Copy the rows below without any changes, line for line.

**THE DATA**
'''

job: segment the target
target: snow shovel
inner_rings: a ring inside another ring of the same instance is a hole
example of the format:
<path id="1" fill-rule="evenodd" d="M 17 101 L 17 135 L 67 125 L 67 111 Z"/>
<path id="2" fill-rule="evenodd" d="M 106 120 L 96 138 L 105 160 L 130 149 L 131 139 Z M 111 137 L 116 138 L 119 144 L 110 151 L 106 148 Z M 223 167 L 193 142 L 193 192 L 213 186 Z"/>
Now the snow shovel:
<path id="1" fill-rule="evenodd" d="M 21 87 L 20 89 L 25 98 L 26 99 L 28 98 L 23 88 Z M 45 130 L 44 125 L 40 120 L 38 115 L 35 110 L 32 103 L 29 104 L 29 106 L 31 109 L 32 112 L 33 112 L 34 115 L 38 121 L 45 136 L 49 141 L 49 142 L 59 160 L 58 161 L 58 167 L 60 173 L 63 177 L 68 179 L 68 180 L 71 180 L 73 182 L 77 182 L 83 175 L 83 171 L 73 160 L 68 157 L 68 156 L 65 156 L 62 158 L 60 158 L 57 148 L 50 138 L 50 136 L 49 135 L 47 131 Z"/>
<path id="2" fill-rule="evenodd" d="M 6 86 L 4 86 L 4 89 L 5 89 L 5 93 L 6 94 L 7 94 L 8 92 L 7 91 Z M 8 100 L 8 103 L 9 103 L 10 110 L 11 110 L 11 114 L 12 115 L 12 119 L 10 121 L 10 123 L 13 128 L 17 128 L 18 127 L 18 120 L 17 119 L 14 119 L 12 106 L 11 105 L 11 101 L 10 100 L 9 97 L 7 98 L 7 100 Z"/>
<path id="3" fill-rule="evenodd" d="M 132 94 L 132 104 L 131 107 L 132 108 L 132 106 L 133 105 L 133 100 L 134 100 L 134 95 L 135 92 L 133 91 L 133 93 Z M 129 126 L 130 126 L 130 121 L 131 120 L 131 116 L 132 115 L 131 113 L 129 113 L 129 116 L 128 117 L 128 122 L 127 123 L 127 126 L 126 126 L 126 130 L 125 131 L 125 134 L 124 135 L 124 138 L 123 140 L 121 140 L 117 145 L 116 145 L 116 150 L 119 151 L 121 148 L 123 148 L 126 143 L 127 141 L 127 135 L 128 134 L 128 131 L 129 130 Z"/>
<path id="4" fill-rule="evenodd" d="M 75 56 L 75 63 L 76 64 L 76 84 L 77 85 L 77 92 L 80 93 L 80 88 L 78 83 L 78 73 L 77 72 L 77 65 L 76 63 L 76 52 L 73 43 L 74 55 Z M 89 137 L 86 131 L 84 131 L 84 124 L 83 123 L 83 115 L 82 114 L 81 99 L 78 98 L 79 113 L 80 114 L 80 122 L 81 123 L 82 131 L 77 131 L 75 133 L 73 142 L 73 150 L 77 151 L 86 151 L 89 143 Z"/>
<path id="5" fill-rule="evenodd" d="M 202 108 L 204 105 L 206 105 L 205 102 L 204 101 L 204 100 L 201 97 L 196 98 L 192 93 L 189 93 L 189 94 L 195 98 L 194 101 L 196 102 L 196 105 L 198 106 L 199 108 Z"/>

'''

**RESULT**
job: segment the target
target: snow shovel
inner_rings: a ring inside another ring of the same instance is a hole
example of the format:
<path id="1" fill-rule="evenodd" d="M 17 101 L 17 135 L 67 125 L 67 111 Z"/>
<path id="2" fill-rule="evenodd" d="M 106 120 L 96 138 L 105 160 L 130 149 L 131 139 Z M 111 137 L 116 138 L 119 144 L 110 151 L 106 148 Z M 223 167 L 193 142 L 193 192 L 213 186 Z"/>
Now the snow shovel:
<path id="1" fill-rule="evenodd" d="M 21 87 L 20 89 L 25 98 L 26 99 L 28 98 L 23 88 Z M 45 130 L 44 125 L 40 120 L 38 115 L 35 110 L 32 103 L 29 104 L 29 106 L 31 109 L 32 112 L 33 112 L 34 115 L 38 121 L 45 136 L 49 141 L 49 142 L 59 160 L 58 161 L 58 167 L 60 173 L 63 177 L 68 179 L 68 180 L 71 180 L 73 182 L 77 182 L 83 175 L 83 171 L 73 160 L 68 157 L 68 156 L 65 156 L 62 158 L 60 158 L 57 148 L 50 138 L 50 136 L 49 135 L 47 131 Z"/>
<path id="2" fill-rule="evenodd" d="M 6 86 L 4 86 L 4 89 L 5 89 L 5 93 L 6 94 L 7 94 L 8 92 L 7 91 Z M 8 100 L 8 103 L 9 103 L 10 110 L 11 110 L 11 114 L 12 115 L 12 119 L 10 121 L 10 123 L 13 128 L 17 128 L 18 127 L 18 120 L 17 119 L 14 119 L 12 106 L 11 105 L 11 101 L 10 100 L 9 97 L 7 98 L 7 100 Z"/>
<path id="3" fill-rule="evenodd" d="M 132 94 L 132 104 L 131 107 L 132 108 L 132 106 L 133 105 L 133 100 L 134 100 L 134 95 L 135 92 L 133 91 L 133 93 Z M 129 126 L 130 126 L 130 121 L 131 120 L 131 116 L 132 115 L 131 113 L 129 113 L 129 116 L 128 117 L 128 122 L 127 123 L 127 126 L 126 126 L 126 130 L 125 131 L 125 134 L 124 135 L 124 138 L 123 140 L 121 140 L 117 145 L 116 145 L 116 150 L 119 151 L 121 148 L 123 148 L 126 143 L 127 141 L 127 135 L 128 134 L 128 131 L 129 130 Z"/>
<path id="4" fill-rule="evenodd" d="M 75 56 L 75 63 L 76 64 L 76 84 L 77 85 L 77 92 L 80 93 L 80 88 L 78 83 L 78 73 L 77 72 L 77 65 L 76 63 L 76 52 L 73 43 L 74 55 Z M 89 137 L 86 131 L 84 131 L 84 124 L 83 123 L 83 115 L 82 114 L 81 99 L 78 98 L 79 113 L 80 114 L 80 122 L 81 123 L 82 131 L 77 131 L 75 133 L 73 142 L 73 150 L 77 151 L 86 151 L 89 143 Z"/>
<path id="5" fill-rule="evenodd" d="M 202 108 L 204 105 L 206 105 L 205 102 L 204 101 L 204 100 L 201 97 L 196 98 L 192 93 L 189 93 L 189 94 L 195 98 L 194 101 L 196 102 L 196 105 L 198 106 L 199 108 Z"/>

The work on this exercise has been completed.